Task inputs START

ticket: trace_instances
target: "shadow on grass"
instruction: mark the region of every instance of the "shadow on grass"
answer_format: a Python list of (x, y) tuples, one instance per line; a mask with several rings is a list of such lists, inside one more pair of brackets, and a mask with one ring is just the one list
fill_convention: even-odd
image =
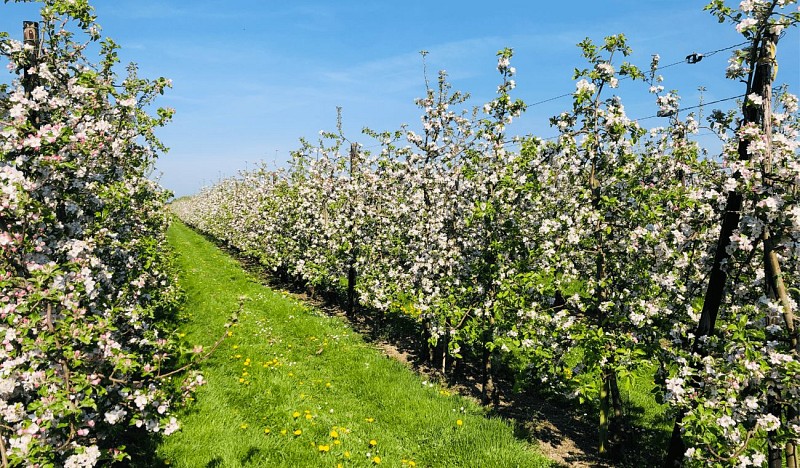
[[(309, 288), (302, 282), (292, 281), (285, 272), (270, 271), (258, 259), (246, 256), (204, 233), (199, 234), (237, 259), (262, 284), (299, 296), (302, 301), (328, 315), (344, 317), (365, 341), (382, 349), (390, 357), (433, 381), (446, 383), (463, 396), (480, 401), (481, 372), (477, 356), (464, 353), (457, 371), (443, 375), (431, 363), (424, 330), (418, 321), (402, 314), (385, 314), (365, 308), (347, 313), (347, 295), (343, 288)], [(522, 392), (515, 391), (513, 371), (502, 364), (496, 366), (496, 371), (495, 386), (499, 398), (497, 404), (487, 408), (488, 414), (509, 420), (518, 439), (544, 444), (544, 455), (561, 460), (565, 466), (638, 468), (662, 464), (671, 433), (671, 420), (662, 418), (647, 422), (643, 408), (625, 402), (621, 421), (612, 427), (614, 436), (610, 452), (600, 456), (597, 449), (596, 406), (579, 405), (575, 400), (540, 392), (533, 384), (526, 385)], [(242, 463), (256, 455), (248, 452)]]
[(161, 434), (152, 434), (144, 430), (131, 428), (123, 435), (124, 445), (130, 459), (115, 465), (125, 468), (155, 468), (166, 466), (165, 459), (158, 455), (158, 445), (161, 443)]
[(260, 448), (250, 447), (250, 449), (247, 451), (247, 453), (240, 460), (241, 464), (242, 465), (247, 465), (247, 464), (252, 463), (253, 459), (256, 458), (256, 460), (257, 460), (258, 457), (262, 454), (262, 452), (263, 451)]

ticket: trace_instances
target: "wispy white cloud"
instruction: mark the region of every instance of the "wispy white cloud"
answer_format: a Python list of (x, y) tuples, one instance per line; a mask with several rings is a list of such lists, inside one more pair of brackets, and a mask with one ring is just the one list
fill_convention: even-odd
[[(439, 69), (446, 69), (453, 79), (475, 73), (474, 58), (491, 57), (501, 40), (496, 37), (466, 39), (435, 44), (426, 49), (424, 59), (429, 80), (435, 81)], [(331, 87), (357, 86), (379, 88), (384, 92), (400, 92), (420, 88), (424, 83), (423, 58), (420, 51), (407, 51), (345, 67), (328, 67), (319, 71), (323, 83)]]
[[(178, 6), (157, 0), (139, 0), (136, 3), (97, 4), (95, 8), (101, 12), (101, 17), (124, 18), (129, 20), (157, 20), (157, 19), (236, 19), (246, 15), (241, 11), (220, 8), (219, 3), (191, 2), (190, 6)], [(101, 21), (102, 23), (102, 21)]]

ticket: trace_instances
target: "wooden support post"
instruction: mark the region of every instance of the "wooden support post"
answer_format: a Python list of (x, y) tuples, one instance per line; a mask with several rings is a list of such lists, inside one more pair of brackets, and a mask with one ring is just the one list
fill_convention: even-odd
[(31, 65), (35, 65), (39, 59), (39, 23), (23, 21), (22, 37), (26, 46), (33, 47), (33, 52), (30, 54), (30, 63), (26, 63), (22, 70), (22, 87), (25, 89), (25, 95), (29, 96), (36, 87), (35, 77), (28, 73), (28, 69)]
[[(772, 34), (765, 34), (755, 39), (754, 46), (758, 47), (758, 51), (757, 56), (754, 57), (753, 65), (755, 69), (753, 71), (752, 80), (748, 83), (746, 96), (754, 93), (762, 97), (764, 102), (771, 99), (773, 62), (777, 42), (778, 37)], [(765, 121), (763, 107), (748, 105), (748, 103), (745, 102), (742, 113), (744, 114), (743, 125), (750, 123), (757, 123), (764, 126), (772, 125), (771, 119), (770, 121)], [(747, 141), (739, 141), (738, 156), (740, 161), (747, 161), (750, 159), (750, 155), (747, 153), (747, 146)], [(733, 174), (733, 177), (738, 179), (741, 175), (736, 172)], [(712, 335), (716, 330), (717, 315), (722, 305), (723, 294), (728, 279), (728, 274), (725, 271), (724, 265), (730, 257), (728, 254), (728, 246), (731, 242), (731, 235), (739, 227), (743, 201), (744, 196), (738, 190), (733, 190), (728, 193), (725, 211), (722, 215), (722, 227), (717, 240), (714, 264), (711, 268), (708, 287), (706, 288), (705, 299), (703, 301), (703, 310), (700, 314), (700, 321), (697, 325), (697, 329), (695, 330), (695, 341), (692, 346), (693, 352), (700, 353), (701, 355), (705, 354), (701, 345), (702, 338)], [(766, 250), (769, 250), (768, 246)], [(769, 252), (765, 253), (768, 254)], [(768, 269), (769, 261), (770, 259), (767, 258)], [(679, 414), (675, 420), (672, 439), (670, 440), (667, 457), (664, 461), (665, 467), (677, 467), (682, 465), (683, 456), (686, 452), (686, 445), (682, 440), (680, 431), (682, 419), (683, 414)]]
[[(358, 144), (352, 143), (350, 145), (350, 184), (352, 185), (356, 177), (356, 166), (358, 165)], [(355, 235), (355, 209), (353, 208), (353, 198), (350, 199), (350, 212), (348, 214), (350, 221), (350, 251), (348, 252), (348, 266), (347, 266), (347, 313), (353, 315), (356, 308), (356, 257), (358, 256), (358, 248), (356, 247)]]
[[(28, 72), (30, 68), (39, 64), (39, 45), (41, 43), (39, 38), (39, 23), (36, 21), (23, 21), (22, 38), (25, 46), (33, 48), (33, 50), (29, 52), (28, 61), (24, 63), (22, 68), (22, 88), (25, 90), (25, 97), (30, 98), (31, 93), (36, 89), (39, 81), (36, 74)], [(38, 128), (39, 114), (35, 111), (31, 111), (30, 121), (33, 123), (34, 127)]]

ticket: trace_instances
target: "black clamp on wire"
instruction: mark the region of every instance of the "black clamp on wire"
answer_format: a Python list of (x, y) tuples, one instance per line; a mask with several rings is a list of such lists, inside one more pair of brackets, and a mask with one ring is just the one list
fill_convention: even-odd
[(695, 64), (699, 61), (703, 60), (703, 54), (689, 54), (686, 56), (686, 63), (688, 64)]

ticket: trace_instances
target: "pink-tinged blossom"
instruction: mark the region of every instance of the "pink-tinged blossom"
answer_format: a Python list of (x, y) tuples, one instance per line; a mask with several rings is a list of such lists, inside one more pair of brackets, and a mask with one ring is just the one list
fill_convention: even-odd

Task inputs END

### Task description
Working from the entries above, return all lines that contain "instruction".

### Task solution
instruction: mark the region of every instance of the "shadow on grass"
instruction: mark the region of every instance of the "wispy white cloud"
instruction: mark the region of every instance of the "wooden support post"
instruction: mark the region of every instance of the "black clamp on wire"
instruction: mark the region of every instance of the "pink-tinged blossom"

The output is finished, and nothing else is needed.